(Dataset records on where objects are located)
§ §

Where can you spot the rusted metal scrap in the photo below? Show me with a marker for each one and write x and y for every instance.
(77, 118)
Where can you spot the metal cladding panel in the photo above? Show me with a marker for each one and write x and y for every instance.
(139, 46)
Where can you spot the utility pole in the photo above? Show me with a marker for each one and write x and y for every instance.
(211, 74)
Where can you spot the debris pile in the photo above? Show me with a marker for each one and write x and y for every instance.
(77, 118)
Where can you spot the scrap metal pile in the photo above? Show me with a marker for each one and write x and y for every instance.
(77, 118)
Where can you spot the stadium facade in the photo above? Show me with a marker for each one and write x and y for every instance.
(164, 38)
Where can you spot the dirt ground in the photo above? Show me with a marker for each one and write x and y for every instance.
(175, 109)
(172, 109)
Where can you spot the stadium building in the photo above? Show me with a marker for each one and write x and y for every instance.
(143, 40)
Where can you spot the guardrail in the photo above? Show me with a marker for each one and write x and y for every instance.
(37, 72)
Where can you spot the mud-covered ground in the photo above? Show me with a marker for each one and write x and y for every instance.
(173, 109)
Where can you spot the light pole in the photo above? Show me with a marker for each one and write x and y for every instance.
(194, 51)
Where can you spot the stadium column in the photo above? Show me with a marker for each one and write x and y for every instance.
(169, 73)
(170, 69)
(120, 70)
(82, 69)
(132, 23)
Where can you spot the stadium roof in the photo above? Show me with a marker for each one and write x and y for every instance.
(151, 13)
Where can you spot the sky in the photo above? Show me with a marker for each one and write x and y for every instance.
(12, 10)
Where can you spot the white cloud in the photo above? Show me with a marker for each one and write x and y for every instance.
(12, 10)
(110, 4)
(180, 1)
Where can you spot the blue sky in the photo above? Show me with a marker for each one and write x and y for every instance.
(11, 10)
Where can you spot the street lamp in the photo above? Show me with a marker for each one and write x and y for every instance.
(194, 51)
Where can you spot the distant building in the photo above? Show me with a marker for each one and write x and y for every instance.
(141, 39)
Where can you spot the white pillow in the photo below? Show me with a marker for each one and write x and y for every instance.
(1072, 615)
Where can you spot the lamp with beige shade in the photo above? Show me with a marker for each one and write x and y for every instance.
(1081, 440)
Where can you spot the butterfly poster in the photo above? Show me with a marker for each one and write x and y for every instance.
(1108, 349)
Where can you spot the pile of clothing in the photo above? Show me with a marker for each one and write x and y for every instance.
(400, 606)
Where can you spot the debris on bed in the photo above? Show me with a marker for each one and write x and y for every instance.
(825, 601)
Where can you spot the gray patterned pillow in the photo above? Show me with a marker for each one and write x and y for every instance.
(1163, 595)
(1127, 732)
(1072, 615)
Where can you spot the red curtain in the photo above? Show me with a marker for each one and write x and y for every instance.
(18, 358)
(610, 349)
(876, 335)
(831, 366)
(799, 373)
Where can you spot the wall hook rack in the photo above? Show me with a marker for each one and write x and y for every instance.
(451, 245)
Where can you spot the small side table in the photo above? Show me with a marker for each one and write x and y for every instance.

§ §

= Work to do =
Please retype every one of the records above, line for line, without changing anything.

= Solution to this exercise =
Where can you spot the rusted metal scrap in the photo below? Show me with a marker for each one and write x and y for every instance.
(77, 118)
Where can you spot the metal cladding panel in the photo above? Show me with a marker for each one and write x and y for every instance.
(139, 46)
Where can you spot the utility pole in the photo above? Show me with a marker for each one and write x and y for every instance.
(211, 74)
Where can you spot the debris pile in the photo above? Show me with a marker for each one and write x and y for every instance.
(77, 118)
Where can you spot the scrap metal pile in the photo above? Show me with a marker for each one and write x and y for every instance.
(77, 118)
Where can you spot the stadium facade in the photo above? Show me with a marker for each one and write x and y for every instance.
(164, 38)
Where can you spot the dirt ground in the photo above? Show me with a marker for each one and write x and y for every instance.
(175, 109)
(172, 109)
Where can you spot the stadium building in the photo above? Show me with a marker for each one and write x and y for every instance.
(143, 40)
Where can you spot the guardrail in the photo above? Show me with a marker for each one and write x and y for every instance.
(37, 72)
Where can you spot the mud-covered ground in the photo above? Show me with a marker for each one and write x and y for every instance.
(173, 109)
Where can you spot the light pole in the photo above? Show me with a marker for each one and write x and y for every instance.
(194, 51)
Where can you spot the stadium column in the photo above? Show me with a marker for each one and write x and y for every instance.
(169, 73)
(170, 69)
(120, 70)
(82, 69)
(132, 23)
Where can you spot the stadium roof in the photo above? Show me with a marker for each one and write x and y for every instance.
(151, 13)
Where can you spot the sky in the photo above? Show me with a marker for each one and write x and y for every instance.
(12, 10)
Where can you spot the white cloud in the photo above? Show me with a marker for each one and write x and y for every instance.
(12, 10)
(110, 4)
(180, 1)
Where can you spot the blue sky in the photo above? Show me with a marker for each one and write x and y for every instance.
(11, 10)
Where can you spot the street lamp in the photo above? Show me with a marker for each one and write x and y for every instance.
(194, 51)
Where can you spot the distant building in the photo above? Show me with a marker for each one and write x and y for every instance.
(141, 39)
Where can you spot the white pillow in the photo below? Show me with a marker for each one and write x and y for every instance.
(1072, 615)
Where can you spot the lamp with beige shade in the photo above? Show me with a marker for each one and write x and y for every instance.
(1081, 440)
Where can you spot the butterfly poster in the photo above? Show me with a marker for each one and write x and y for every instance.
(1108, 349)
Where can you spot the pile of clothing in the photo above? Show me with a marker for each one and write x and y for every instance.
(400, 606)
Where can you spot the debris on bed in the photo above? Show me with a marker for each one and write x and y for every instance.
(825, 601)
Where can you spot the gray patterned pillow in the photo above? Show me with a marker for each one and write x and y for every instance.
(1163, 595)
(1127, 732)
(1072, 615)
Where can you spot the red curtain in the photo above? Show me with a marker for each one and write x and y for every instance.
(18, 358)
(610, 349)
(876, 335)
(831, 366)
(799, 373)
Where can you spot the wall hook rack in the photo above? Show me with a marker for each one and write x and y for every instance.
(451, 245)
Where can you spot the small side table in the photo above? Show me with a marker for each one and write x and y for every instance.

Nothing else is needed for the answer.